## [What this task involves]
Could you return the full listing, every line exactly as given?

· · ·

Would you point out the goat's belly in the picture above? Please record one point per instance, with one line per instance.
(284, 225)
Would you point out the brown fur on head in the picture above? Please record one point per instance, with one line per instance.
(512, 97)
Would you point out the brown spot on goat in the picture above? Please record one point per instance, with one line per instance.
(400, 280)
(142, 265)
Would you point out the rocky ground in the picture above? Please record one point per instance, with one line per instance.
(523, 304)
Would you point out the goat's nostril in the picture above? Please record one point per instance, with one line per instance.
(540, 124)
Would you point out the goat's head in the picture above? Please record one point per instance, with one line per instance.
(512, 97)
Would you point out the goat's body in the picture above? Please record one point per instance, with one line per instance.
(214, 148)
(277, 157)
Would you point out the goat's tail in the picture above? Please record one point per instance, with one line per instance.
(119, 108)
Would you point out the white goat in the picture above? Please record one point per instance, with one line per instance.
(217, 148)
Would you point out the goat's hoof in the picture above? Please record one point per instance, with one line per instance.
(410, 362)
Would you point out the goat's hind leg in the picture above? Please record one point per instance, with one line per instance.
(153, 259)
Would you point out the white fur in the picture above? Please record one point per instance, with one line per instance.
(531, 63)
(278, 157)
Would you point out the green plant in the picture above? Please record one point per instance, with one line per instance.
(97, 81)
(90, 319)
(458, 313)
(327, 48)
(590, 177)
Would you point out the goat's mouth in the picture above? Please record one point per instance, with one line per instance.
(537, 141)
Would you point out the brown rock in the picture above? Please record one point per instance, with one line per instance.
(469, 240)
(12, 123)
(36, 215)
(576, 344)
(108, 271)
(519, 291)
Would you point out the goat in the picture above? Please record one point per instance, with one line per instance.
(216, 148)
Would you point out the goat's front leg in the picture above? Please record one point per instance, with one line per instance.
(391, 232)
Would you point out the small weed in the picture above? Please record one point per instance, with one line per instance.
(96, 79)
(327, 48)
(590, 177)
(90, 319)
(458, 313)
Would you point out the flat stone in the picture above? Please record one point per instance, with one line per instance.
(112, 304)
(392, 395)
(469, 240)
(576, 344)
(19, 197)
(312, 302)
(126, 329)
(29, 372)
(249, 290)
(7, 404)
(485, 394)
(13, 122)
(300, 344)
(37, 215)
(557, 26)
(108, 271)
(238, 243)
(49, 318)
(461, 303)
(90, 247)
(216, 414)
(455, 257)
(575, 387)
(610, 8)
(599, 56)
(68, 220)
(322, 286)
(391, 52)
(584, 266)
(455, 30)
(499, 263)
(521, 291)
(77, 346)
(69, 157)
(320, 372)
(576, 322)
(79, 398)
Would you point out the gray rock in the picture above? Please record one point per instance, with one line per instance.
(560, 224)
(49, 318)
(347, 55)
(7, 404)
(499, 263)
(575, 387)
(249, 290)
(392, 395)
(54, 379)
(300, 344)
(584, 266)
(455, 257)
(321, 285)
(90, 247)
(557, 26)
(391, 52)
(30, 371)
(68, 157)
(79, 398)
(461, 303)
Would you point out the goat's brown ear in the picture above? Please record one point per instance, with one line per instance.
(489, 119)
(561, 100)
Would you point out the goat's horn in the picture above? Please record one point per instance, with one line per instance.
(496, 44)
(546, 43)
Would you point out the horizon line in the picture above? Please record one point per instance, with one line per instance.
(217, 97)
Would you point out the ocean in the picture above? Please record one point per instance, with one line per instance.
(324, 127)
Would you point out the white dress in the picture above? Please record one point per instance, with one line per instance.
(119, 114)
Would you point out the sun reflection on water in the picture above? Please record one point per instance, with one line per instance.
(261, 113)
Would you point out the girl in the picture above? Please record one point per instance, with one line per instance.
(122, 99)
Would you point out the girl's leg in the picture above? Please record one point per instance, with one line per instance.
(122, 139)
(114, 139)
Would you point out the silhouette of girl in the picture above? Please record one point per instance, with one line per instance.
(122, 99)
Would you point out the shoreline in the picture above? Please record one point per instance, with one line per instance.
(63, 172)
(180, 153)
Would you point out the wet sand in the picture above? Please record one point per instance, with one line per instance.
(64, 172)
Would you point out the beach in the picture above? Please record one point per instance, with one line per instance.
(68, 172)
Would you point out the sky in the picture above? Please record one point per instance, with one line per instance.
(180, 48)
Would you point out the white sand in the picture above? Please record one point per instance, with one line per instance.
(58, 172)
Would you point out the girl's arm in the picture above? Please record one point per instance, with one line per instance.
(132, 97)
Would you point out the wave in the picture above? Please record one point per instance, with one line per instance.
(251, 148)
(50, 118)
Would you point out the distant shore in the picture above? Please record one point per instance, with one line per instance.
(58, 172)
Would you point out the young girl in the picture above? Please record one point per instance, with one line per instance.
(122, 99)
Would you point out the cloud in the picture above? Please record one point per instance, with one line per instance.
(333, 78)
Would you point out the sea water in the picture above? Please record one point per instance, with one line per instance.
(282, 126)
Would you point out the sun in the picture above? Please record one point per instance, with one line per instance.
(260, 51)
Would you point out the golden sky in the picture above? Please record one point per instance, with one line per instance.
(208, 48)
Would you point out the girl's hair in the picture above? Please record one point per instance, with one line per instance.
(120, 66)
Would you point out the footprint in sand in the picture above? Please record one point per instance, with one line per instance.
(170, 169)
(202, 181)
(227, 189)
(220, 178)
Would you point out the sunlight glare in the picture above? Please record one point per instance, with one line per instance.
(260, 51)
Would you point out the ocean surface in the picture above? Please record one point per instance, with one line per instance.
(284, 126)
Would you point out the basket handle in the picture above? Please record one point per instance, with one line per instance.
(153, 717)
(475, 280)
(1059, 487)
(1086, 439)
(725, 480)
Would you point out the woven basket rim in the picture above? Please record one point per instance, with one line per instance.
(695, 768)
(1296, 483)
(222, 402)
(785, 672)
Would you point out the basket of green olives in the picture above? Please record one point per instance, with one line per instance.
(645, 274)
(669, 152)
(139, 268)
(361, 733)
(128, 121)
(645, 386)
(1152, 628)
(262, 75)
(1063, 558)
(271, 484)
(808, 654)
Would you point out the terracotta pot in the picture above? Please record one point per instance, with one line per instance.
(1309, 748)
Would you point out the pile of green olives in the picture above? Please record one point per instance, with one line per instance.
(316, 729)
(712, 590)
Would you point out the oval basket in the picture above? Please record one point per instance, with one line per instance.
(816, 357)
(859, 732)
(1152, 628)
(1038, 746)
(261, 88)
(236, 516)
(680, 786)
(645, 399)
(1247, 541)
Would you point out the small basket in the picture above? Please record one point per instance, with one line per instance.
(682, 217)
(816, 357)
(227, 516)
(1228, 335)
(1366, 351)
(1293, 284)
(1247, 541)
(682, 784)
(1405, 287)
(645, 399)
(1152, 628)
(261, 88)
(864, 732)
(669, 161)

· · ·

## [Task output]
Would you point out the goat's belly in the picture above? Please record one point per instance, with one line per instance.
(284, 225)
Would you point out the brown fur on head in the picture above? Please record one point per instance, with one line per instance.
(512, 97)
Would you point out the brown spot on goat in the picture above? Please record one point per instance, with one line per instance.
(400, 280)
(142, 265)
Would you point out the rocky ground in the picture above? Please record one point per instance, with one line per instance.
(523, 304)
Would you point out the goat's nostril in the picture above? Please record one point per instance, with one line per instance.
(540, 124)
Would you point out the goat's head in the picture above? Please record one point per instance, with one line per instance.
(512, 97)
Would you point out the goat's body in the picture above? Please record one point per instance, with one line per instance.
(214, 148)
(277, 157)
Would you point out the goat's tail in the picture above? Please record one point per instance, with one line per instance.
(119, 108)
Would you point out the white goat in the picture above? Please record one point per instance, with one line per instance.
(217, 148)
Would you point out the goat's hoof in the picture above? Please record one point per instance, with one line per instance.
(410, 362)
Would you point out the goat's hind leg in the picture above? Please record one point per instance, with one line per instance.
(153, 259)
Would you point out the white fur in the picture above? Please record one point per instance, with one line per instance.
(531, 63)
(278, 157)
Would you point out the green plant in the picture above? Please record one point per instance, with one line per instance.
(97, 81)
(90, 319)
(458, 313)
(327, 48)
(590, 177)
Would you point out the goat's mouth in the picture above? Please record one point per instance, with one line per instance.
(537, 141)
Would you point out the brown rock in the picture above? Please record one point per instance, with one line per instance.
(469, 240)
(12, 123)
(36, 215)
(576, 344)
(108, 271)
(519, 291)
Would you point out the goat in the picture above? Please record one point per instance, with one line per instance.
(216, 148)
Would you point out the goat's front leg in the picture above? Please record one point per instance, with one line per instance.
(391, 232)
Would you point out the small weed in the picture above? Please record one point per instance, with one line per instance.
(96, 79)
(327, 48)
(590, 177)
(90, 319)
(458, 313)
Would you point out the flat stone in the picture above? Please record one point per instance, with one line per instance.
(112, 304)
(392, 395)
(469, 240)
(576, 344)
(19, 197)
(312, 302)
(126, 329)
(29, 372)
(249, 290)
(7, 404)
(485, 394)
(13, 122)
(300, 344)
(37, 215)
(557, 26)
(108, 271)
(238, 243)
(49, 318)
(461, 303)
(90, 247)
(216, 414)
(455, 257)
(575, 387)
(610, 8)
(599, 56)
(68, 220)
(322, 286)
(391, 52)
(584, 266)
(455, 30)
(499, 263)
(521, 291)
(77, 346)
(69, 157)
(320, 372)
(576, 322)
(79, 398)
Would you point out the gray rock in the picture above? Please record one point per instance, with one line per instance.
(560, 224)
(49, 318)
(347, 55)
(7, 404)
(499, 263)
(575, 387)
(249, 290)
(392, 395)
(54, 379)
(300, 344)
(584, 266)
(455, 257)
(321, 285)
(90, 247)
(557, 26)
(391, 52)
(30, 371)
(68, 157)
(79, 398)
(461, 303)
Would you point out the goat's brown ear in the picture above? Please record one point per instance, with one line per instance.
(489, 119)
(561, 100)
Would you point out the goat's horn in the picture above? Please record one point per instance, with one line per instance.
(496, 44)
(546, 43)
Would you point out the horizon line in the picture above? Please record one point per instance, with one line per instance.
(217, 97)
Would you point out the ocean in the picture above? Please record one point per instance, with one line per instance.
(324, 127)
Would you point out the white dress in the picture above? Please record one point per instance, with one line per instance.
(119, 114)
Would you point out the sun reflection on water in the picture above? Please record one point per instance, with one line per instance.
(261, 113)
Would you point out the girl in the picture above? Please record one point per instance, with one line per instance.
(122, 99)
Would you point out the girl's leg in the picture above? Please record one point per instance, with one line per instance.
(122, 139)
(114, 139)
Would you point out the silhouette of girl in the picture above? Please record one point per instance, with one line per instance.
(122, 99)
Would you point out the shoreline in the picture above? Please record one point per instance, with one line per instance.
(63, 172)
(180, 153)
Would you point out the wet sand in the picture above? Please record one point per instance, with one line per instance.
(64, 172)
Would you point out the beach in the picture above? Please record one point per instance, with one line per instance.
(68, 172)
Would you point out the sky in the picture above? Please record one point per instance, with one line per instance.
(180, 48)
Would you point out the white sand in the picture above? Please record one point per instance, with one line per instance.
(58, 172)
Would you point out the girl's arm in the picture above? Please record one point per instance, with one line per instance.
(132, 97)
Would you point out the wave in the picture above? Please record one point per instance, with one line per instance.
(251, 148)
(50, 118)
Would you point out the distant shore in the picture above? Please record one point per instance, with one line per instance.
(58, 172)
Would you point out the young girl in the picture above? Please record one point per instance, with one line per instance.
(122, 99)
Would you point out the cloud in the picture above? Please record one point per instance, with one line per instance.
(333, 78)
Would you point out the sea water in the picture above? Please record one point per instance, with one line per instance.
(282, 126)
Would you point out the sun in the picture above? Please record one point per instance, with one line per instance.
(260, 51)
Would you point out the golden sky in the picture above? Please record one point per instance, with one line per instance.
(208, 48)
Would you point out the girl's hair in the picture above? Please record one point per instance, with one line per instance.
(120, 66)
Would you point out the footprint in sand in the picture above? Please record one point per instance, with one line per instance.
(170, 169)
(202, 181)
(227, 189)
(220, 178)
Would you point out the sunlight glare in the picture above? Please record one point per instance, with one line per instance.
(260, 51)
Would you point out the ocean surface in the picture above? Please record one point per instance, with one line per instance.
(284, 126)
Would you point out the basket handle in the picture above? Please record one point per instance, with one line per instance.
(153, 717)
(475, 280)
(1059, 487)
(1086, 439)
(725, 480)
Would you point out the woven basket rim in the picture above? Please record one point per instance, with one line per instance.
(695, 768)
(1296, 483)
(222, 402)
(785, 672)
Would you point out the basket of green olives in the picture above? Please record one point per instance, with one line per instance.
(645, 274)
(669, 152)
(139, 268)
(361, 733)
(128, 121)
(645, 386)
(1152, 628)
(262, 75)
(1063, 558)
(271, 484)
(808, 654)
Would you point out the terracotta pot in the picture above? Please record one point per instance, with one line per instance.
(1309, 748)
Would you point out the pile of green olives in the picture above? Please record one point per instance, with one line per instance.
(316, 729)
(712, 590)
Would you point out the oval basket in the picture above? Please record one point per instance, with one line per instance.
(816, 357)
(859, 732)
(1152, 628)
(1038, 746)
(261, 88)
(236, 516)
(680, 786)
(645, 399)
(1247, 541)
Would you point out the small basket in the picture above? Please record one point per instance, with one line per instance.
(682, 217)
(816, 357)
(227, 516)
(1228, 335)
(1366, 351)
(1293, 284)
(1247, 541)
(682, 784)
(1405, 287)
(645, 399)
(1152, 628)
(261, 88)
(864, 732)
(669, 161)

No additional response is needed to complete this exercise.